[Consigne]:
Recopiez les entrées en partant de leur début et en finissant à la ligne qui contient "[(276, 243)]", ces deux bornes comprises, en décalant de 39 chaque coordonnée des points donnés en réponse, sans toucher au reste. Laissez les images hors de votre réponse.

[Données fournies]:
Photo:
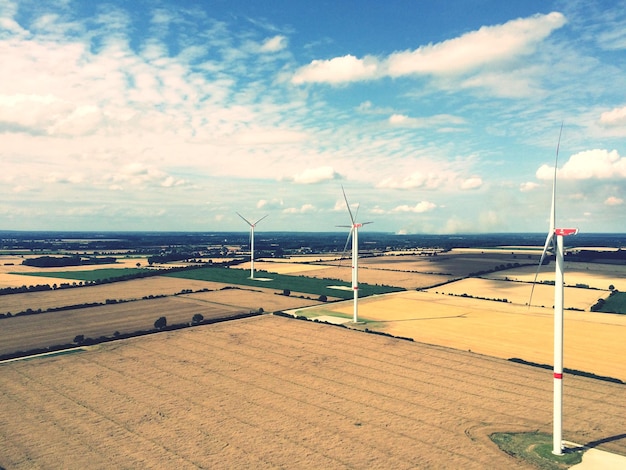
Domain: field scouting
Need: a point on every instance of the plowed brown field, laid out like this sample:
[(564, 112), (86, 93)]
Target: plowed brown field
[(27, 332), (270, 392), (593, 342)]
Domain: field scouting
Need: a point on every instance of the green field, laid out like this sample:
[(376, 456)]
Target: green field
[(91, 275), (306, 285)]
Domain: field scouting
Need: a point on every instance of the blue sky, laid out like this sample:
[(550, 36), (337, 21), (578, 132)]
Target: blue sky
[(435, 116)]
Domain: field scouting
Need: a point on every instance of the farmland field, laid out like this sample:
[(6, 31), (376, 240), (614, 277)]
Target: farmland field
[(269, 392), (404, 279), (307, 285), (519, 292), (594, 342), (23, 333), (124, 290)]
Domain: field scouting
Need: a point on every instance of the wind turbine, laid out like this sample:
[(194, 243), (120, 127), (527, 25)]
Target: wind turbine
[(354, 233), (252, 225), (554, 241)]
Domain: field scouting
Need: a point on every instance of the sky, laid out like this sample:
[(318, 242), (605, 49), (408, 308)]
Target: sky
[(437, 117)]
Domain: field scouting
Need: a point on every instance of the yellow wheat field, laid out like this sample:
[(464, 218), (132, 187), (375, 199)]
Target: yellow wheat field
[(594, 342)]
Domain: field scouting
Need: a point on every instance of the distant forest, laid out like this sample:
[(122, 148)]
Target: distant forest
[(276, 243)]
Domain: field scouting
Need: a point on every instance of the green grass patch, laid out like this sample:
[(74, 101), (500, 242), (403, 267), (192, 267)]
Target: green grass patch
[(615, 303), (91, 275), (306, 285), (536, 448)]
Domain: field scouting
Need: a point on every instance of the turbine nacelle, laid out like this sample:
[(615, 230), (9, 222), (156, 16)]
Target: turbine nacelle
[(564, 232)]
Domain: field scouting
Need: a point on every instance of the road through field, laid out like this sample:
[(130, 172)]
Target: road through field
[(594, 342), (270, 392)]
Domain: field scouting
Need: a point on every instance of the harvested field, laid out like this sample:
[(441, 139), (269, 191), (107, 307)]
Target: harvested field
[(594, 342), (269, 392), (454, 263), (343, 272), (123, 290), (14, 274), (595, 275), (27, 332), (519, 292)]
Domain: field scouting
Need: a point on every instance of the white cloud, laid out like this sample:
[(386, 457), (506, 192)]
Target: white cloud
[(613, 201), (401, 120), (431, 180), (589, 164), (419, 208), (316, 175), (65, 178), (274, 44), (474, 182), (528, 186), (273, 204), (304, 209), (338, 70), (477, 48), (615, 117), (488, 45)]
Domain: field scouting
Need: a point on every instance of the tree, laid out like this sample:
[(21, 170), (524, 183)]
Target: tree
[(160, 323)]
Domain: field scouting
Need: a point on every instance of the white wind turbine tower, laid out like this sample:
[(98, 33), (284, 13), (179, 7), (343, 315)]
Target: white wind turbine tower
[(252, 225), (554, 241), (354, 233)]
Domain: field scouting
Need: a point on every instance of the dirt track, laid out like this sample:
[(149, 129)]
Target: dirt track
[(593, 342), (270, 392)]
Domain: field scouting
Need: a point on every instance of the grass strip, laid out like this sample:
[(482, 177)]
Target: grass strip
[(305, 285), (536, 449)]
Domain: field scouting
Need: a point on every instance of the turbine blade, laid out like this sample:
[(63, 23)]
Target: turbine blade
[(347, 204), (549, 239), (261, 219), (556, 164), (245, 220), (550, 236), (345, 247)]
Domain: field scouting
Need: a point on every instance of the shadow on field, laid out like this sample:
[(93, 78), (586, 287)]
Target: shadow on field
[(463, 315), (593, 444)]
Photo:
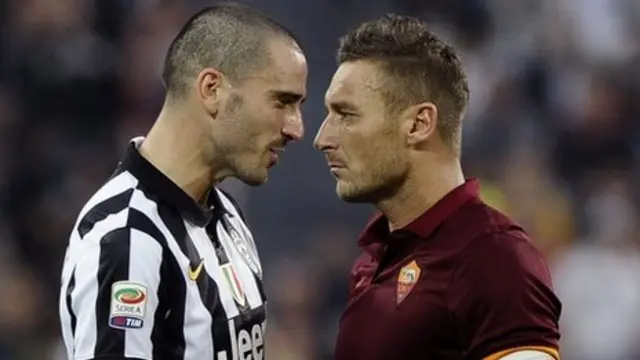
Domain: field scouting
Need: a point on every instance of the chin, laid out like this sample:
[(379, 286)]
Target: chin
[(352, 194), (255, 178)]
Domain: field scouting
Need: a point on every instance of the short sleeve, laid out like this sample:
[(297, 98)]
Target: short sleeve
[(113, 296), (501, 297)]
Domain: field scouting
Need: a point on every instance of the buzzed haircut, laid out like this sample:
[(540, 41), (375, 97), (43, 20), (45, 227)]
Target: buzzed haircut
[(417, 67), (228, 36)]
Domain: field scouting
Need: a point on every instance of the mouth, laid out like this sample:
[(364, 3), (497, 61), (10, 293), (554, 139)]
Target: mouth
[(275, 155)]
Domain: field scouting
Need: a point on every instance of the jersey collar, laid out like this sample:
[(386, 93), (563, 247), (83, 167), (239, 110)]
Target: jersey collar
[(161, 186), (377, 231)]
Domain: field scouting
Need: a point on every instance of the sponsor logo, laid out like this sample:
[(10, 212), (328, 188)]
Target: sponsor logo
[(407, 279), (195, 273), (242, 247), (128, 301), (246, 344), (234, 284)]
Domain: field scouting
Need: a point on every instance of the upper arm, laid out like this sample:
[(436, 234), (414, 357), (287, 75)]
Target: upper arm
[(501, 297), (115, 295)]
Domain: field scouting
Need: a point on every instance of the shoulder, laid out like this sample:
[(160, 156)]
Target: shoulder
[(506, 255)]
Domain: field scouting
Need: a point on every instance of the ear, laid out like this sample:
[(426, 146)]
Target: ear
[(421, 121), (208, 85)]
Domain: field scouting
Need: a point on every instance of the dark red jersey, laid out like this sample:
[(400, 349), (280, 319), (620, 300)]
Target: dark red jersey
[(462, 281)]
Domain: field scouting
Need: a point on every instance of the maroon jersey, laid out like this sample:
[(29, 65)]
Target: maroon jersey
[(460, 282)]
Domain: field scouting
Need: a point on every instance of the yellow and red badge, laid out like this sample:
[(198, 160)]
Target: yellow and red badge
[(407, 279)]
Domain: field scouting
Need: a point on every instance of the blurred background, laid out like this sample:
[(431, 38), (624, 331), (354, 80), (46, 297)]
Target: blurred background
[(552, 131)]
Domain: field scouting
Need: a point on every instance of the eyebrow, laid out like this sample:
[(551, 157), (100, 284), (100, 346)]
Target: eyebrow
[(287, 96), (341, 105)]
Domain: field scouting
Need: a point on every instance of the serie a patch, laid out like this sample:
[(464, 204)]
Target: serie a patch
[(128, 302)]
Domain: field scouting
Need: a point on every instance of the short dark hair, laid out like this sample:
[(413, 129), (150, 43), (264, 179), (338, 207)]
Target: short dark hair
[(418, 67), (228, 36)]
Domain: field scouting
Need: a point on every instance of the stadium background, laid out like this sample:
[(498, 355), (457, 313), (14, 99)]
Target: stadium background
[(552, 131)]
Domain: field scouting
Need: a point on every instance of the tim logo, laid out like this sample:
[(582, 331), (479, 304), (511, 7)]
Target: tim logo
[(128, 301)]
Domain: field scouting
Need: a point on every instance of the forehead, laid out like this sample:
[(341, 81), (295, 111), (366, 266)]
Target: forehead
[(355, 82), (287, 67)]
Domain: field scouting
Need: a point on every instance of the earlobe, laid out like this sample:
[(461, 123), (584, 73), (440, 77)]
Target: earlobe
[(208, 85), (423, 119)]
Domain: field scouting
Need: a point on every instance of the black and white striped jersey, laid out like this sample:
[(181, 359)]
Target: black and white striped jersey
[(149, 274)]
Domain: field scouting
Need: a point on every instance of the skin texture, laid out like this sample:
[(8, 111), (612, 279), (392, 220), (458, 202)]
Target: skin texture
[(224, 128), (364, 146), (254, 120), (393, 158)]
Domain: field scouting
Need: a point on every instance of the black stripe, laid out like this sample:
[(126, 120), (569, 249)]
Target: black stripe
[(114, 266), (235, 205), (70, 287), (207, 287), (110, 206), (167, 335)]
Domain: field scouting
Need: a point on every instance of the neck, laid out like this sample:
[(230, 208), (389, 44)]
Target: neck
[(173, 146), (420, 192)]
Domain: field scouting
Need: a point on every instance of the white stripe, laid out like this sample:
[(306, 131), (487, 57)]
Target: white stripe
[(146, 258), (244, 273), (116, 186), (244, 230), (65, 317), (85, 294), (198, 338)]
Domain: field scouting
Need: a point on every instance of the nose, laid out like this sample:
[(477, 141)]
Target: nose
[(321, 142), (294, 127)]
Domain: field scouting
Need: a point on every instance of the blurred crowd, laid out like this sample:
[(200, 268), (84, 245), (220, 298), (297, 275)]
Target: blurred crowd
[(552, 131)]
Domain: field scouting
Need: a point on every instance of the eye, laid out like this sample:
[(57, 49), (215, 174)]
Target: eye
[(285, 104), (344, 115)]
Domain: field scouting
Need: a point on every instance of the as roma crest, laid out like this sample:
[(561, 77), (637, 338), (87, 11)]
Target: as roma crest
[(407, 279)]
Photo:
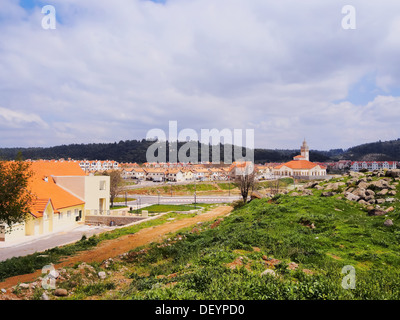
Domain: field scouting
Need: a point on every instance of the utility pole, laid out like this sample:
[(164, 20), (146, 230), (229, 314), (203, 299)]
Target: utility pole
[(195, 194)]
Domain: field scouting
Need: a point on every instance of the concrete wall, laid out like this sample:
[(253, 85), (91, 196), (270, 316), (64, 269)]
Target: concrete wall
[(96, 188), (106, 220)]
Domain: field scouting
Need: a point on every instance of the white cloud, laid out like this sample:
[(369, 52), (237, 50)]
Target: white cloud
[(114, 70)]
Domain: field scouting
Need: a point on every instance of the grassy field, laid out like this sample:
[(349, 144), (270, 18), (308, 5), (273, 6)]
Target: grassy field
[(157, 208), (201, 188), (304, 242), (262, 231), (30, 263)]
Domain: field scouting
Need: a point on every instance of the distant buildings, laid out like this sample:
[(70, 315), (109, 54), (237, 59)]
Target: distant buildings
[(373, 165), (301, 167), (64, 195)]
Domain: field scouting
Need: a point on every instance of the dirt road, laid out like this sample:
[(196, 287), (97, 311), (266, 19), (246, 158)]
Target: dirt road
[(115, 247)]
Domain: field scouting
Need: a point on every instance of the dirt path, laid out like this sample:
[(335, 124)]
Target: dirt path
[(115, 247)]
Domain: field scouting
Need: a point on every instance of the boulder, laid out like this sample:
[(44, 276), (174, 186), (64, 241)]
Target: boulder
[(310, 184), (369, 192), (383, 192), (351, 197), (376, 212), (268, 272), (388, 223), (60, 292), (363, 185), (380, 184), (393, 173)]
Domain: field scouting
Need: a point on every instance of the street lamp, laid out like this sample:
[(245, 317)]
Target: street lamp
[(194, 194)]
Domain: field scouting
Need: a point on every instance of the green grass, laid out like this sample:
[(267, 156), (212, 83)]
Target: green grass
[(343, 235), (158, 208), (30, 263)]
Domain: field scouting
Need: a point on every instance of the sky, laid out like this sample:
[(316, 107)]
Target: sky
[(114, 70)]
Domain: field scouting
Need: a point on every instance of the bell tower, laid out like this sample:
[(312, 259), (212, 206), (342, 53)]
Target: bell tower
[(305, 151)]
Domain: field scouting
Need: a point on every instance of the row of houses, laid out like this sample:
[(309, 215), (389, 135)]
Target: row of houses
[(373, 165), (98, 165), (64, 195), (176, 174)]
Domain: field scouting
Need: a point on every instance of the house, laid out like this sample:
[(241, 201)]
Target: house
[(188, 174), (64, 195), (301, 167), (373, 165), (175, 175), (155, 174), (201, 174)]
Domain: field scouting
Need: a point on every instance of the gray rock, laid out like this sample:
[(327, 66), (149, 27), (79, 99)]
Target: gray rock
[(383, 192), (376, 212), (351, 197), (44, 296), (388, 223), (60, 292), (268, 272)]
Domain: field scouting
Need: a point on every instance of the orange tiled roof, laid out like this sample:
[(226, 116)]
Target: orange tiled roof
[(298, 164), (43, 189)]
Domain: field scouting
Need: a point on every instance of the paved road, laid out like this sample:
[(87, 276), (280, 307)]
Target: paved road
[(42, 243), (141, 199)]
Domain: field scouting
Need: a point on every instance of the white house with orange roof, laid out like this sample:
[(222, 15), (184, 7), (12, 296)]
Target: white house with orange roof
[(64, 194), (301, 167)]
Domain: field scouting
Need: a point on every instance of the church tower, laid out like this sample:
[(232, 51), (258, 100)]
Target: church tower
[(305, 151)]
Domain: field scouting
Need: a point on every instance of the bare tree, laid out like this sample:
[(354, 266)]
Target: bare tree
[(115, 184), (246, 181), (15, 196)]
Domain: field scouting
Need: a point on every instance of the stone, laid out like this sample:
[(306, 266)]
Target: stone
[(363, 185), (376, 212), (369, 193), (268, 272), (388, 223), (44, 296), (60, 292), (351, 197), (383, 192), (54, 274), (293, 266)]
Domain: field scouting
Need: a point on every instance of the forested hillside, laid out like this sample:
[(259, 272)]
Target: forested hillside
[(135, 151)]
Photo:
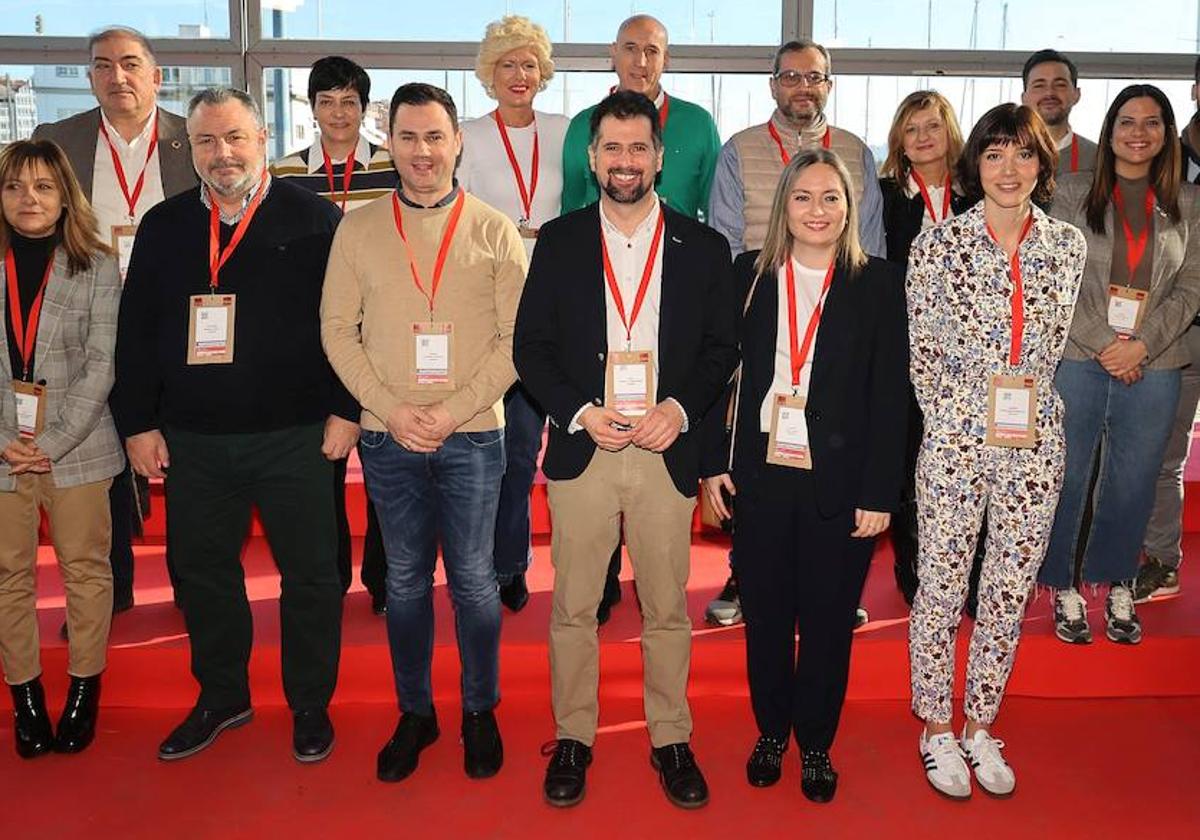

[Réponse]:
Photo:
Domain: field scouting
Need: a point on every instance of the plowed brown field, laid out like this sample:
[(564, 112), (86, 93)]
Target: plowed brown field
[(66, 371), (309, 431), (632, 381)]
Domain: field scouting
Need: a point on every instance of the green field, laid out like this sample:
[(376, 456)]
Target: green field
[(130, 314), (345, 324)]
Domain: field scouting
Need: a point on every instance of the blue sky, laid out like this sample:
[(550, 36), (337, 21), (578, 132)]
Target: blue sky
[(474, 155)]
Domain: field scouting
Need: a point on every instance of the farmland field, laid out like this sample:
[(6, 31), (376, 240), (614, 277)]
Target: farmland field
[(308, 431), (443, 318), (346, 324), (558, 331), (633, 381), (62, 372), (163, 329)]
Domain: field scouting
Need: a point on every instance of the wind turbine, laid out like this sample:
[(194, 243), (120, 127), (527, 25)]
Target: wind turbine
[(393, 272), (291, 264), (593, 280)]
Domain: field scouting
Need: a point on every instance of the sky, laid out like this sample:
[(318, 242), (605, 49), (408, 308)]
Target: sky
[(476, 156)]
Domain: field scouting
Need: a point on every instance of the yellow wheat field, laid out like this sample:
[(464, 218), (132, 187), (375, 199)]
Target: yellow wheat field
[(633, 381)]
Domain: field scouting
Need: a point on every instance of the distant forest, laid out like this sample:
[(122, 148)]
Target: distant forest
[(315, 282)]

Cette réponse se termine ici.